● Fragmento de lectura
☆ ☆ ☆ ☆ ☆

3. LA REALIDAD NO ES SUBJETIVA NI OBJETIVA: ES NUESTRO MYTHOS
Por razones de claridad hemos debido adelantar algo de lo que entendíamos por realidad. Nos remitimos a lo dicho, pues queremos evitar un espinoso tema para no perdernos en meras elucubraciones intelectuales muy importantes en sí, pero secundarias para nuestro tema. Apuntaremos solamente el problema, pues querríamos utilizar la palabra de la manera más próxima al sentido común, con vistas solo a lo relevante para nuestro tema.
La realidad, en rigor, no puede ser ni el sujeto ni el predicado de ninguna frase. Y no obstante cometemos constantemente esta falta lógica, lo que nos muestra que el hablar humano trasciende la lógica, puesto que nos entendemos. La realidad es lo que nos «permite» encontrar un sentido tanto al sujeto como al predicado. Pero la fórmula «S es P» no expresa lo que la realidad es. El es de la realidad no es el sujeto ni el predicado. Se trata de un es desnudo, tan desnudo que puede identificarse igualmente con la nada, puesto que ambos carecen de cualquier atributo que les convenga o que los distinga: no solo tenemos la realidad delante de los ojos, está también detrás y en nuestros mismos ojos. La sabiduría upaniṣádica lo dice taxativamente: no se puede afirmar «la realidad es» (verbo en la tercera persona). Esto ya la cosifica, la convierte en objeto. Tampoco se puede decir la realidad soy, puesto que la realidad tampoco es puramente subjetiva. ¿Quién, en sus cabales, se atreve a decir «yo soy la realidad» o, simplemente, «yo soy» y eliminar todo predicado? Si tenemos consciencia del ego que dice «yo soy», ya lo hemos convertido en un predicado (Yo digo o pienso que «yo soy»: digo algo de mí). Uso la vieja grafía para reservar la palabra «conciencia» a la conciencia moral e incluir en la consciencia awareness, consciousness, Bewusstsein, Gewahrsein, consapevolezza, etc., y también jñāna, cit, buddhi y sus múltiples derivados. Recuerdo la frase de Novalis cuando estudiaba a Fichte: «Das Bewusstsein ist [...] ein Bild des Seyns im Seyn» (La consciencia es [...] una imagen del Ser en el ser). ¿Pero es la imagen igual a la sombra de la caverna platónica? Solo brahman dice aham-brahman (yo brahman): Eheieh aser Eheieh (soy quien soy). Pero brahman no sabe que lo es. Su consciencia es Īśvara. Lo que el Padre (en la Trinidad) es, lo es el Hijo. Por ahí merodea la mística.

☆ ☆ ☆ ☆ ☆

● Líneas proporcionadas
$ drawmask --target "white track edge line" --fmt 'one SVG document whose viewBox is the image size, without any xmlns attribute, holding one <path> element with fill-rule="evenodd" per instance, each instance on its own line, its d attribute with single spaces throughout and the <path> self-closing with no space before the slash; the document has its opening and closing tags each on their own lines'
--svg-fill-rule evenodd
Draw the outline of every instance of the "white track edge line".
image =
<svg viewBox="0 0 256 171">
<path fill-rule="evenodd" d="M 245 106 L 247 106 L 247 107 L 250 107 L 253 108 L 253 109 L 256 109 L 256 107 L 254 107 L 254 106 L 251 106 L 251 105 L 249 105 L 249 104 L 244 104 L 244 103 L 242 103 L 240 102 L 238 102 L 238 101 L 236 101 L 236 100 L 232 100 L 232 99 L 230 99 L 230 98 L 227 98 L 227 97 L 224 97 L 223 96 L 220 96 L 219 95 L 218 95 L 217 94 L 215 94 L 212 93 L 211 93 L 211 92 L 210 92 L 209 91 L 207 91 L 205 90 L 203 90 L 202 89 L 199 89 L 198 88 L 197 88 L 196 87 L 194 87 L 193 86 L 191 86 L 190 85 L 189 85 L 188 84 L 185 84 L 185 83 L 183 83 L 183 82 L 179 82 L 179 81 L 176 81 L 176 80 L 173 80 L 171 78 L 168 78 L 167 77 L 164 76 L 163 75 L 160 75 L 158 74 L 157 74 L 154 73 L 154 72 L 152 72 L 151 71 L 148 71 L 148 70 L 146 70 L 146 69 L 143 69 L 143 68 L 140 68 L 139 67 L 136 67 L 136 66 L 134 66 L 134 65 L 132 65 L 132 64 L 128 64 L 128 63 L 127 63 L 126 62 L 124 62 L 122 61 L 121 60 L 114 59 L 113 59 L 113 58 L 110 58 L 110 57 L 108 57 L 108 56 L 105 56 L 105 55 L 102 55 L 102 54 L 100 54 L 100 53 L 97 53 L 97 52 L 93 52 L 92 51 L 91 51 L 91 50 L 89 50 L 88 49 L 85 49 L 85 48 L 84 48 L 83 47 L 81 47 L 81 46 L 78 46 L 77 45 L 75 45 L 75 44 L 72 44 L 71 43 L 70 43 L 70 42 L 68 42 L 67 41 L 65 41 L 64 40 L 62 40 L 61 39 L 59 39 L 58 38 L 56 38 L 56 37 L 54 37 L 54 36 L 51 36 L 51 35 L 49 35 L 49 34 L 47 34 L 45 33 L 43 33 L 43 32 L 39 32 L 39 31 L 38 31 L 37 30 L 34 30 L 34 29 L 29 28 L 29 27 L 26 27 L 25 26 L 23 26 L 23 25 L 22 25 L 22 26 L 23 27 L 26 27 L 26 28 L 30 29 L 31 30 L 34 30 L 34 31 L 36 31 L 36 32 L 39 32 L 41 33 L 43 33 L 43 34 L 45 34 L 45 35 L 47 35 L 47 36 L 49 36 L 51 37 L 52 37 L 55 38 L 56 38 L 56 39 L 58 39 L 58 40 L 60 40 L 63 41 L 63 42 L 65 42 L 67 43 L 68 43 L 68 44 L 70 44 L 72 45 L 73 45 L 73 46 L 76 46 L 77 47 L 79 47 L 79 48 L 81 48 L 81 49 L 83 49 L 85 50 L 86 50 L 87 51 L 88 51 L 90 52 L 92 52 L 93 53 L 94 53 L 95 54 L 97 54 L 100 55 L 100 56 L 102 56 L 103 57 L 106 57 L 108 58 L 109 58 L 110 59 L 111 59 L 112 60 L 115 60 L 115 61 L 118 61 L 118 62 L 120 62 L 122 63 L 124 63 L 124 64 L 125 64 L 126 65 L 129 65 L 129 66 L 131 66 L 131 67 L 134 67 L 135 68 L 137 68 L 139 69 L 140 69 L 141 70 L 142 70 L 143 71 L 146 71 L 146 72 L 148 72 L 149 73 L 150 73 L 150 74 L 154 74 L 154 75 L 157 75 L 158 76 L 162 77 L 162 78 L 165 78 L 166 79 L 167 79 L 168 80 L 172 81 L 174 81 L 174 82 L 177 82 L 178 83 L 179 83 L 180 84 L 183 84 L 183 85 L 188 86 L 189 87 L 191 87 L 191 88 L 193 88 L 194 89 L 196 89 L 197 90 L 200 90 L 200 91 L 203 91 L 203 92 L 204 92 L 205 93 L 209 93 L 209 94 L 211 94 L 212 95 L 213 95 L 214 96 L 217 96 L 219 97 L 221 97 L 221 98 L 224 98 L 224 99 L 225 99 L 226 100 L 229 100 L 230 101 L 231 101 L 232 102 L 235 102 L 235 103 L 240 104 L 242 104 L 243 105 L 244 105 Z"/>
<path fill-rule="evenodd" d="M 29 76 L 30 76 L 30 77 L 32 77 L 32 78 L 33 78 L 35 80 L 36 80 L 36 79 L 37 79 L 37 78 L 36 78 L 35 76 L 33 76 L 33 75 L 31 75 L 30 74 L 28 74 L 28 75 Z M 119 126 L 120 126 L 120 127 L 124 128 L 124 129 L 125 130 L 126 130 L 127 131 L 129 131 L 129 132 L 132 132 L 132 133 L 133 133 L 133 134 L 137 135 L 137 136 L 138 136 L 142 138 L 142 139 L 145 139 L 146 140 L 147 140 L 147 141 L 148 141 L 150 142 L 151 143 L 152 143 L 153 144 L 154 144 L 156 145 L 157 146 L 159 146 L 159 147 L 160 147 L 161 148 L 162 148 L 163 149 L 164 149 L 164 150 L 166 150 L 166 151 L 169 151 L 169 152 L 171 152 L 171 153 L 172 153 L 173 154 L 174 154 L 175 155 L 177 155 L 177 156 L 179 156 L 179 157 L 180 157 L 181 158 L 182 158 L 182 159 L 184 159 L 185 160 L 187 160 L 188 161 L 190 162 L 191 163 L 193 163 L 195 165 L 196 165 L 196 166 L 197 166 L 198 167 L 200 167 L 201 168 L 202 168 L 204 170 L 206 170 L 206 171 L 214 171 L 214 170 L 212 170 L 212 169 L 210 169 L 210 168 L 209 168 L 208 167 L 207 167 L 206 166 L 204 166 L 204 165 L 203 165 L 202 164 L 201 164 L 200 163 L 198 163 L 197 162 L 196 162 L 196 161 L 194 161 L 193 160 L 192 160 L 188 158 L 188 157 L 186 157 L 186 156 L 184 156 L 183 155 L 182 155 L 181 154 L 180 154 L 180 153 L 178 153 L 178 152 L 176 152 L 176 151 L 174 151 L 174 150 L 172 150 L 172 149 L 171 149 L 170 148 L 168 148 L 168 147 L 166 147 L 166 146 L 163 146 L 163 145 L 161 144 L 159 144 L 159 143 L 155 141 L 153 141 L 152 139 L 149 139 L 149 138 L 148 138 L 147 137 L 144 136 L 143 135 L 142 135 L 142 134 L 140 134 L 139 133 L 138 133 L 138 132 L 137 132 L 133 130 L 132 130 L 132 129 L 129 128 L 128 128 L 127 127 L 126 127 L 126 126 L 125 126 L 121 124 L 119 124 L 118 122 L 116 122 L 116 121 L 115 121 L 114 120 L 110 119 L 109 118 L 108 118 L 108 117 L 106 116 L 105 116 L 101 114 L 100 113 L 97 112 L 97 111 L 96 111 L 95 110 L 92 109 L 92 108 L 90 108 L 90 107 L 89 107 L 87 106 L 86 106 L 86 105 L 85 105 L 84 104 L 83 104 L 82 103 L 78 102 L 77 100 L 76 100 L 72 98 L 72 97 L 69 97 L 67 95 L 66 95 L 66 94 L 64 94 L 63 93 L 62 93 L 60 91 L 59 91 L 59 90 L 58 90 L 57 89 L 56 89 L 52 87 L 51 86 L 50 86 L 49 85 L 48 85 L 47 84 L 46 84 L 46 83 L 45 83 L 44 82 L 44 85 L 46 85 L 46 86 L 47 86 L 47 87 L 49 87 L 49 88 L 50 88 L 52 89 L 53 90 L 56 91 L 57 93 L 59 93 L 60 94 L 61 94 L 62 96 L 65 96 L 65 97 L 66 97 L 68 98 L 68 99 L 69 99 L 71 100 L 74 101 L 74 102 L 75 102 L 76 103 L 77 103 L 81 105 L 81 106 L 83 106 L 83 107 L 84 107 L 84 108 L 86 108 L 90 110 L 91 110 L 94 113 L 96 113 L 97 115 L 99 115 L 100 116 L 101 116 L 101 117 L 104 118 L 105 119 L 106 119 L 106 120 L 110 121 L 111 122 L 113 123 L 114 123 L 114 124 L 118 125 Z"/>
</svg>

☆ ☆ ☆ ☆ ☆

● Tarea
Responda estas preguntas sobre el fragmento acerca de la realidad:
(a) ¿Qué afirmación no se puede hacer, según la sabiduría upaniṣádica?
(b) ¿A qué se reserva la palabra «conciencia» en el fragmento?
(c) ¿Cuál es la consciencia de brahman?

● Respuesta esperada
(a) No se puede afirmar «la realidad es», con el verbo en tercera persona, porque eso la cosifica y la convierte en objeto.
(b) La palabra «conciencia» se reserva a la conciencia moral.
(c) La consciencia de brahman es Īśvara.